-- Start Information supplied --
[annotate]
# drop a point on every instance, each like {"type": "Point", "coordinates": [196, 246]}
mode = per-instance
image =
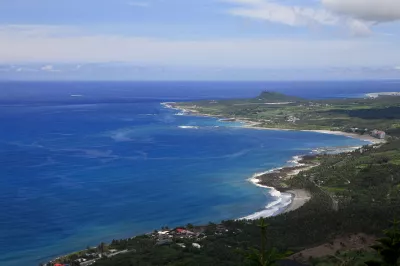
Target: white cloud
{"type": "Point", "coordinates": [369, 10]}
{"type": "Point", "coordinates": [285, 14]}
{"type": "Point", "coordinates": [139, 4]}
{"type": "Point", "coordinates": [359, 28]}
{"type": "Point", "coordinates": [49, 68]}
{"type": "Point", "coordinates": [23, 46]}
{"type": "Point", "coordinates": [358, 16]}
-- End Information supplied --
Direction:
Express the entries above as a two-column CSV with the headers "query" and "points", giving one row per entry that holds its text and its answer, each in a single quoted field with line breaks replaced by spaces. Leave the pictures out.

Result below:
query,points
"[annotate] # drop a point on every instance, each like {""type"": ""Point"", ""coordinates"": [196, 246]} mode = per-instance image = Target: white cloud","{""type"": ""Point"", ""coordinates"": [369, 10]} {""type"": ""Point"", ""coordinates"": [285, 14]} {""type"": ""Point"", ""coordinates"": [139, 4]} {""type"": ""Point"", ""coordinates"": [359, 28]} {""type"": ""Point"", ""coordinates"": [49, 68]} {""type"": ""Point"", ""coordinates"": [23, 46]} {""type"": ""Point"", ""coordinates"": [358, 16]}"